== Texto em estudo ==
Quem assiste aos alegres e frequentemente tolos comerciais de cerveja não imagina que a bebida mais popular – e talvez a mais antiga – do planeta e a ciência sofisticada caminham lado a lado. Nos últimos tempos, a mais refinada biotecnologia tem sido o alicerce da produção das boas cervejas. Estima-se que a produção de bebidas alcoólicas tenha começado no período neolítico (cerca de 10 mil anos a.C.). Provavelmente, a cerveja e o vinho tiveram suas origens mais ou menos ao mesmo tempo no Oriente Médio.
O fato é que hoje são consumidos no mundo milhões e milhões de litros de cerveja, o que torna esse mercado muito importante do ponto de vista financeiro. E muito interessante do ponto de vista científico. Por isso, a cerveja foi o foco do artigo de Ewen Callaway, publicado recentemente na Nature (v. 535, n. 7613). Ele descreve a rotina do pesquisador Kevin Vestrepen, da Universidade de Leuven, na Bélgica, que se dedica inteiramente à busca da levedura perfeita.
===
● **Requisitos do exercício**
a) Liste, na ordem em que aparecem, todos os nomes próprios presentes no texto sobre a cerveja.
b) Escreva a continuação do texto sobre a cerveja, começando logo após a última frase apresentada.
Os registros não têm relação nenhuma com o texto sobre a cerveja.
== Dados fornecidos ==
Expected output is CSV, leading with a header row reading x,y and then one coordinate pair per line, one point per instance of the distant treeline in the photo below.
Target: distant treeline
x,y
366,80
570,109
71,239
===
● **Respostas numeradas**
a) Oriente Médio, Ewen Callaway, Nature, Kevin Vestrepen, Universidade de Leuven, Bélgica

b)
Embora as leveduras sejam componentes essenciais para as bebidas alcoólicas fermentadas, não são os únicos ingredientes da cerveja. Antes que as leveduras façam sua mágica, é preciso obter a matéria-prima que gerará a mistura tão apreciada pela humanidade.
O processo começa com cereais, em geral, a cevada. Esta deve ser umidificada, o que leva à sua germinação. Depois, a cevada é seca e tostada, dando origem ao malte, assim chamado por causa da maltose, o açúcar que será oportunamente fermentado. O malte contribui também para o sabor do produto final.
Em seguida, os grãos de malte são moídos e cozinhados em água. A essa mistura, acrescenta-se o lúpulo, que, entre outras propriedades, confere à cerveja seu amargor característico. Ao final, os ingredientes são resfriados, e só então as leveduras são acrescentadas para desencadear a síntese do álcool e do gás dióxido de carbono, que forma as bolhas que compõem o conhecido colarinho da cerveja.
Resumidamente, a produção da cerveja parece simples. O problema é que cada um dos ingredientes pode variar muito em sua composição e introduzir alterações que afetam bastante a qualidade da cerveja. O trabalho de Vestrepen é compreender de modo preciso a bioquímica da levedura e aplicar esse conhecimento para controlar a produção da cerveja em suas várias nuances.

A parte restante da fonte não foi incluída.